■ TASK PROMPT ■
All of the records should come back exactly as written.

■ DATA TO EXAMINE ■
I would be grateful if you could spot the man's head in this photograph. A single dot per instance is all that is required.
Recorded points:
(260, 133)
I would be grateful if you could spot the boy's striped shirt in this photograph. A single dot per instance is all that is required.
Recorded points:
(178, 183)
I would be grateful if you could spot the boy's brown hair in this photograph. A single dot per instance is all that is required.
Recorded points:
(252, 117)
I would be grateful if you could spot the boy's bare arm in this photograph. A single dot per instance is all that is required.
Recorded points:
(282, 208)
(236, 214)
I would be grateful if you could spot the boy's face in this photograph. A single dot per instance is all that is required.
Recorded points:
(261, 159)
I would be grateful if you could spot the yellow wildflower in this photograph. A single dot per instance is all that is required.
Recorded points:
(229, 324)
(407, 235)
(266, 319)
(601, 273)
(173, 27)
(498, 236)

■ OUTPUT OF THE TASK ■
I would be grateful if you could spot the man's head in this photograph. A single dot per instance is all that is required.
Recorded points:
(260, 133)
I would be grateful if you could spot the boy's striped shirt in this photograph. A single dot per instance is all that is required.
Recorded points:
(178, 183)
I would be grateful if you could spot the boy's brown hair in this photograph. A single dot per instance is all that is required.
Recorded points:
(252, 117)
I would be grateful if you could spot the boy's bare arm in this photograph. A single dot per instance is all that is required.
Recorded points:
(282, 208)
(236, 214)
I would be grateful if you could spot the boy's face in this photograph. A single dot per instance is all that is required.
Recorded points:
(261, 159)
I would be grateful if you could spot the yellow wildflower in this photograph. A single dot per instance is all that is required.
Recorded points:
(229, 324)
(407, 235)
(266, 319)
(601, 273)
(173, 27)
(498, 236)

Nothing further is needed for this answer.